--- START ---

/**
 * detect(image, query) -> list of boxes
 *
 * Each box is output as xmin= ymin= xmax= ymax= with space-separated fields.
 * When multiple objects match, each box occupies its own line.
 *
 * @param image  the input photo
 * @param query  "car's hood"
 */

--- END ---

__Task objective__:
Spot every line in the entries that includes the word "image", and copy each one out.

__Your solution__:
 * detect(image, query) -> list of boxes
 * @param image  the input photo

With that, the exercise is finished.